Tasks for this exercise:
[1] In the devotional on Philippians 3, list the three nouns used for what Paul gave "us" about himself.
[2] Copy the devotional on Philippians 3 word for word, from "This week we’re" to "into this Devotional.".
[3] Continue the devotional on Philippians 3 from its last sentence.

Source extract:
▬▬▬

Devotional # 132. 4/13/15. Philippians 3:7-9.
Intro. Last week we read from Luke about Jesus raising the teenage boy from the dead. What great confidence we have in Jesus that not only can He raise us from the dead, as He did the boy, but that He Himself raised from the dead!
This week we’re picking back up in Philippians 3. Remember two weeks ago we read how Paul said his confidence was in Jesus? He even gave us his pedigree, his credentials, his background that if anyone could rely on themselves and how they had been a perfect religious person, it was him. I encourage you to read verses 1-6 prior to going into this Devotional.
v. 7. After reading vv.1-6 you can see that it would be like someone today saying, ‘I was born into a family of doctors and lawyers, brought up in the best and most expensive private schools, graduating from the best universities with doctorates and masters.’ But as Paul looks back what does he think of his accomplishments? He says that everything that was “gained” actually was “loss” compared to what he “gained” from Jesus (v. 8).

▬▬▬

Provided information:
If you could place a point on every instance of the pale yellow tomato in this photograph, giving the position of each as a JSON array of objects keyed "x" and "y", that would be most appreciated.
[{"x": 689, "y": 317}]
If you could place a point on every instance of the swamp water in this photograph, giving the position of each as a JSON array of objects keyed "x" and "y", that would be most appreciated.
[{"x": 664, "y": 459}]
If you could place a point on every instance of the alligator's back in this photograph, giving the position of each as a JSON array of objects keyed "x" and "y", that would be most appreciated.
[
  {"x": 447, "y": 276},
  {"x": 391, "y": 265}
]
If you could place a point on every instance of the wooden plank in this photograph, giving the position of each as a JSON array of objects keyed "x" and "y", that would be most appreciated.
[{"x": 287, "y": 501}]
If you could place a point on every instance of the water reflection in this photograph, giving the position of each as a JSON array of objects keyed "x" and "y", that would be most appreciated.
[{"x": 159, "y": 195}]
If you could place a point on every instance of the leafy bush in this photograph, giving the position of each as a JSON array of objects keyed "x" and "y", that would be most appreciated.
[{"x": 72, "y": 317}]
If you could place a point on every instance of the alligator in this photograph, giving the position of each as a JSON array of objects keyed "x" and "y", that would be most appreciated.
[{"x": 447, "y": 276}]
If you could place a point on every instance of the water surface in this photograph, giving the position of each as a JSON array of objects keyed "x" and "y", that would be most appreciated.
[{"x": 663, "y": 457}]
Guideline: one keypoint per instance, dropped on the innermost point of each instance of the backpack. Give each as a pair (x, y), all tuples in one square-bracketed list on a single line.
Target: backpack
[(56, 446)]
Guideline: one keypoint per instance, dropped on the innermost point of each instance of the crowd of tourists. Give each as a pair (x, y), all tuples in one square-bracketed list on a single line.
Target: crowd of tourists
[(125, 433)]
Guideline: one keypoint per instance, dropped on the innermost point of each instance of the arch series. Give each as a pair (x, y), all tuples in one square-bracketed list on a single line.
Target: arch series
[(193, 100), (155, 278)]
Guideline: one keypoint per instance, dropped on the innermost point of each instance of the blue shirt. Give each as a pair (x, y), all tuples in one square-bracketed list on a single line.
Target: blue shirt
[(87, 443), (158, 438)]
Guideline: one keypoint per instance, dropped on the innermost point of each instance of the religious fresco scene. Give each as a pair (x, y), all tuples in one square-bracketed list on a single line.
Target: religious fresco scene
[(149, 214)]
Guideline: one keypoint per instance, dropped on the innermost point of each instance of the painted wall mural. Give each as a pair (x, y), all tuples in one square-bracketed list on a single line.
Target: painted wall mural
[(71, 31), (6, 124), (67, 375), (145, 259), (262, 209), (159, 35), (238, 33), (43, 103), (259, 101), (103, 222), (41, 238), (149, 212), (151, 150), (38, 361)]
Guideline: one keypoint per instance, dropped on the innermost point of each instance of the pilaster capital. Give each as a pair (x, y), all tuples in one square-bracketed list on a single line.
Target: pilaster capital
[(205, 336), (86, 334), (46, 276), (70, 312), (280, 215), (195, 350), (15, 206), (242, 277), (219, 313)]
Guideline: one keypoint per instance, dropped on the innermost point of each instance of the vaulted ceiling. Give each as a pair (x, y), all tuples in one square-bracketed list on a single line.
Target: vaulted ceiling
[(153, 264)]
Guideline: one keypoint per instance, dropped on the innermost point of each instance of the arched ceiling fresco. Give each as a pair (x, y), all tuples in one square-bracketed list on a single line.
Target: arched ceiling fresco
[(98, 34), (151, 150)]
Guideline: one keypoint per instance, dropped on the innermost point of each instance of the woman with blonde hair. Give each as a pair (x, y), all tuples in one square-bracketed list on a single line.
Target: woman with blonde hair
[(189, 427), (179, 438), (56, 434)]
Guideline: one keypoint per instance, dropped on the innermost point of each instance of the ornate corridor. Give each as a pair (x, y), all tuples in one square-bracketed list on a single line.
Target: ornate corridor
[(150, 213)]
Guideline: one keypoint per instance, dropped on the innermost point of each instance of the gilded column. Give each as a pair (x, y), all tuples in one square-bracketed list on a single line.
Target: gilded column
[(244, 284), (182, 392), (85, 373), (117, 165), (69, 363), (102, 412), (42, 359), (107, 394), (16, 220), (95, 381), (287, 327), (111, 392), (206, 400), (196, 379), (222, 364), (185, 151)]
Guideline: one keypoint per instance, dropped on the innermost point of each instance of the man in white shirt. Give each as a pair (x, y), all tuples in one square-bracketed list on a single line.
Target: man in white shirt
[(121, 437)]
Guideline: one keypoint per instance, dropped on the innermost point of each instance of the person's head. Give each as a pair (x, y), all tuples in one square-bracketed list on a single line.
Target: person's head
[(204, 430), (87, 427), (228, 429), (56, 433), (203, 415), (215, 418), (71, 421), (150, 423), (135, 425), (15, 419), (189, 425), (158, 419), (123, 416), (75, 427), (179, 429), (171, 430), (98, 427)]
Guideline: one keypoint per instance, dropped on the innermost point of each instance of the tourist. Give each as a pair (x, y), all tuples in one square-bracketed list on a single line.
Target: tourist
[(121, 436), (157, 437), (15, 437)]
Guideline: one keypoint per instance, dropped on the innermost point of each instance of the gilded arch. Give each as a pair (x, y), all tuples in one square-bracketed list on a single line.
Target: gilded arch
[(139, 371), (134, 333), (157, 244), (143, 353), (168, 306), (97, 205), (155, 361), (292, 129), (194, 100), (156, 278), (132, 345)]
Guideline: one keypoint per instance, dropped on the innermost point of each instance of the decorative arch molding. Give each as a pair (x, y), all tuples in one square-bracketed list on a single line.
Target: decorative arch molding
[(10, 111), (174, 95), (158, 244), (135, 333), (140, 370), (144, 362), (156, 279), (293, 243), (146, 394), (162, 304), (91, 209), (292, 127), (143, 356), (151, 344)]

▬▬▬

Answers for the exercise:
[1] pedigree, credentials, background

[2]
This week we’re picking back up in Philippians 3. Remember two weeks ago we read how Paul said his confidence was in Jesus? He even gave us his pedigree, his credentials, his background that if anyone could rely on themselves and how they had been a perfect religious person, it was him. I encourage you to read verses 1-6 prior to going into this Devotional.

[3]
v. 8. If we read the first part of verse 8 we only get half the picture. Paul says not only was his education, bloodline and background unimportant but in fact “all things” are “loss.” ALL THINGS are loss compared to what?! “the excellence of the knowledge of Christ Jesus my Lord.” This “knowledge” isn’t like the false religion of accumulating enough information about God to go to heaven. And it’s not Gnosticism. As Matthew Henry says it was “a believing experimental acquaintance with Christ as Lord; not a speculative, but a practical knowledge of him” (Source 1). To “know” Jesus as “Lord“, like we talked about last week, means that He is the Master of one’s heart and life.
In the other half of verse 8 Paul explains a little more: he has “suffered the loss of all things” but he thinks of them as trash. Paul’s flesh says it was a “loss” – to say it wasn’t would be a lie. But Paul’s new, spiritual man says those things were trash anyway! As most of you have heard “trash” here is actually a nice way to say the actual translation of poop. This is important because if we look back at our old, sinful life and are honest, it was the most disease infested, awful smelling life imaginable. But this can only be seen in the direct light of Jesus.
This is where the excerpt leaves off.